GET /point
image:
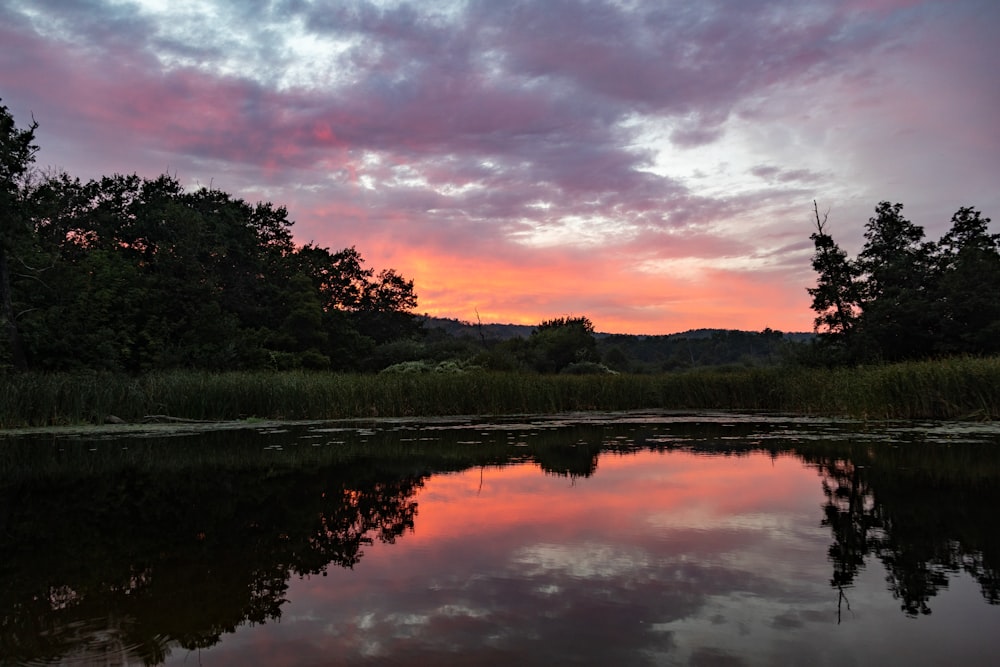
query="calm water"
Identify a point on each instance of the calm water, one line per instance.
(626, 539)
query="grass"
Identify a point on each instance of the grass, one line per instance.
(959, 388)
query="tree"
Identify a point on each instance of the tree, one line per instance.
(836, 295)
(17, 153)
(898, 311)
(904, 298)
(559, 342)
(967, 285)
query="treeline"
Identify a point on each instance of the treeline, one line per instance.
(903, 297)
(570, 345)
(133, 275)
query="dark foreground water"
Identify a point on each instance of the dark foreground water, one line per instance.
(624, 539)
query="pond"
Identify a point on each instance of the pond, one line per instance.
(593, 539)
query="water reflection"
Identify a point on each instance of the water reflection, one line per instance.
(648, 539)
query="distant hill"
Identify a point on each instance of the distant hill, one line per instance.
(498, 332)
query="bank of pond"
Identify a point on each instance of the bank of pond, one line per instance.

EXERCISE OBJECTIVE: Recast every line of the entries above as a Markdown table with the columns "Row" and "Text", numbering rows in order and skipping blank lines. Omit the pictures from the table.

PROBLEM SOLUTION:
| Row | Text |
|---|---|
| 1 | GET /point |
| 2 | image: |
| 3 | query="calm water" |
| 4 | Identify a point on each instance of the calm water, one line per instance. |
| 5 | (626, 539) |
| 6 | query="grass" |
| 7 | Identify a point on each instance of the grass, one line per instance. |
| 8 | (959, 388) |
| 9 | query="tree" |
| 10 | Identify a point on each instance of the tree, one line per instance. |
| 11 | (836, 295) |
| 12 | (17, 153) |
| 13 | (898, 311) |
| 14 | (904, 298) |
| 15 | (559, 342) |
| 16 | (967, 285) |
| 17 | query="treeline" |
| 18 | Identify a point on each instance of the treeline, one line per instance. |
| 19 | (903, 297) |
| 20 | (570, 345) |
| 21 | (133, 275) |
| 22 | query="dark foreground water" |
| 23 | Identify a point on each instance of the dark foreground water, one line per instance. |
| 24 | (624, 539) |
| 25 | query="pond" |
| 26 | Identify a point on each instance of the pond, one line per instance. |
| 27 | (593, 539) |
| 28 | query="water reflection" |
| 29 | Identify a point on each instance of the water reflection, one line per instance. |
| 30 | (648, 539) |
| 31 | query="distant hill" |
| 32 | Identify a point on each instance of the distant hill, one line per instance. |
| 33 | (498, 332) |
| 34 | query="bank of pond" |
| 35 | Identify a point on each instance of the bank of pond, one line per instance. |